BEGIN SUPPLIED PASSAGE
Figure 12: Two Tracks Operation Menu
Figure 13: Dialog to Choose the Second Track
Figure 14: Dialog to Choose the Operation Type
Figure 15: Result of the Subtraction

Filter Negative Values

Since we're just interesting in the enriched regions we can try to remove all the negative values in order to make the track easier to comprehend.

To filter the track you need to select the "Filter" option of the operation sub-menu (figure 14). On the left panel of the filter window select the threshold option. Set the parameters of the right panel as shown on figure 15. The figure 16 shows the result of the filter operation.

Figure 14: Filter Operation Menu
Figure 15: Filter Operation Window
Figure 16: Filter Operation Result (the negative values of the track 5 have been removed)

We now need to remove the background noise and to keep only the islands (the peaks).



Isolate Peaks

This goal of this step is to remove the background noise from the track so just the peaks remain.

To do so, right click on the track handler, choose the "Operation" sub-menu and click on the "Find Peaks" option (figure 17).

Figure 17: Find Peaks Operation

After the find peaks dialog opens, choose the "Island Finder" option on the right panel and set the parameters as shown on the figure 18.
END SUPPLIED PASSAGE
BEGIN SUPPLIED INFORMATION
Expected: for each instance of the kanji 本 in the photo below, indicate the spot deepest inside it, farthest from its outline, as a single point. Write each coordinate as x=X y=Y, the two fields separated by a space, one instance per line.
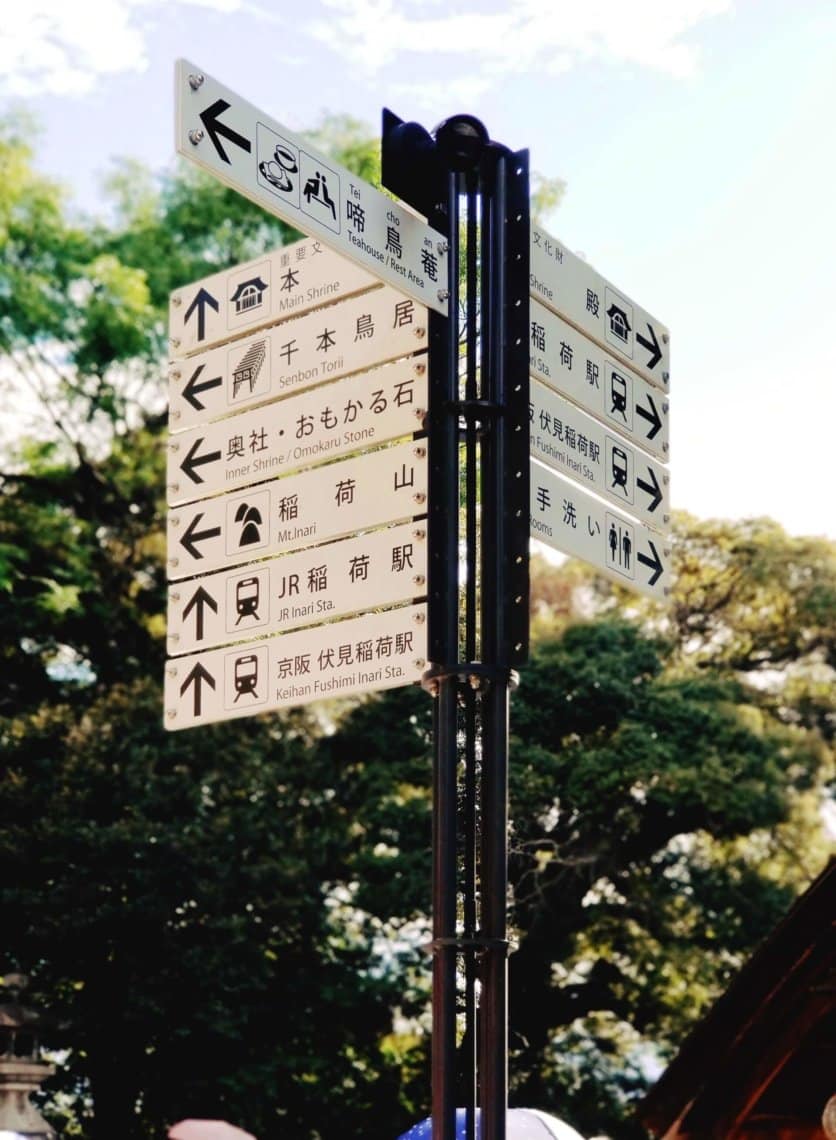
x=289 y=281
x=358 y=568
x=394 y=242
x=345 y=491
x=402 y=558
x=317 y=578
x=429 y=263
x=287 y=507
x=404 y=314
x=356 y=214
x=365 y=327
x=235 y=447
END SUPPLIED INFORMATION
### EXERCISES
[1] Summarize the track-analysis excerpt in two sentences.
[2] Please give again the part of the track-analysis excerpt starting with "Filter Negative Values" and going on through "easier to comprehend.".

### TASK-BY-TASK SOLUTIONS
[1] Because only the enriched regions matter, the negative values are removed from the track by choosing the "Filter" option of the operation sub-menu and selecting the threshold option. The background noise is then removed so that only the peaks remain, by clicking the "Find Peaks" option in the "Operation" sub-menu and choosing the "Island Finder" option in the dialog that opens.

[2]
Filter Negative Values

Since we're just interesting in the enriched regions we can try to remove all the negative values in order to make the track easier to comprehend.